__Photo-based referring expression data__
○ ○ ○

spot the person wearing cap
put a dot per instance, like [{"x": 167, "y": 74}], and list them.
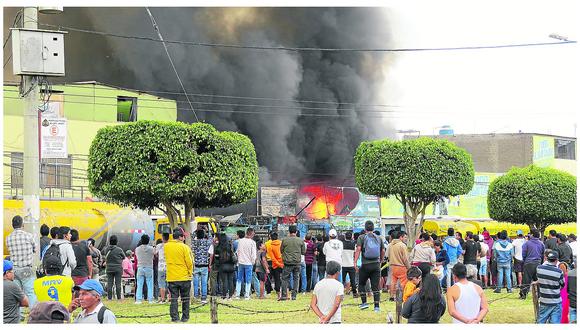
[
  {"x": 573, "y": 245},
  {"x": 483, "y": 261},
  {"x": 370, "y": 268},
  {"x": 14, "y": 297},
  {"x": 89, "y": 299},
  {"x": 179, "y": 274},
  {"x": 48, "y": 312},
  {"x": 114, "y": 257},
  {"x": 22, "y": 248},
  {"x": 564, "y": 250},
  {"x": 533, "y": 254},
  {"x": 333, "y": 250},
  {"x": 292, "y": 248},
  {"x": 466, "y": 300},
  {"x": 328, "y": 296},
  {"x": 518, "y": 244},
  {"x": 550, "y": 281},
  {"x": 503, "y": 252},
  {"x": 54, "y": 286}
]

○ ○ ○

__TASK PROMPT__
Omit each image and transcribe the remaining records word for word.

__PROBLEM SOLUTION__
spot the person wearing cap
put a dot per instance, like [{"x": 167, "y": 74}], and list them.
[
  {"x": 573, "y": 245},
  {"x": 483, "y": 261},
  {"x": 370, "y": 268},
  {"x": 14, "y": 297},
  {"x": 89, "y": 299},
  {"x": 179, "y": 274},
  {"x": 48, "y": 312},
  {"x": 114, "y": 257},
  {"x": 22, "y": 248},
  {"x": 564, "y": 250},
  {"x": 533, "y": 254},
  {"x": 333, "y": 250},
  {"x": 292, "y": 248},
  {"x": 466, "y": 300},
  {"x": 328, "y": 296},
  {"x": 518, "y": 244},
  {"x": 550, "y": 281},
  {"x": 503, "y": 252},
  {"x": 54, "y": 286}
]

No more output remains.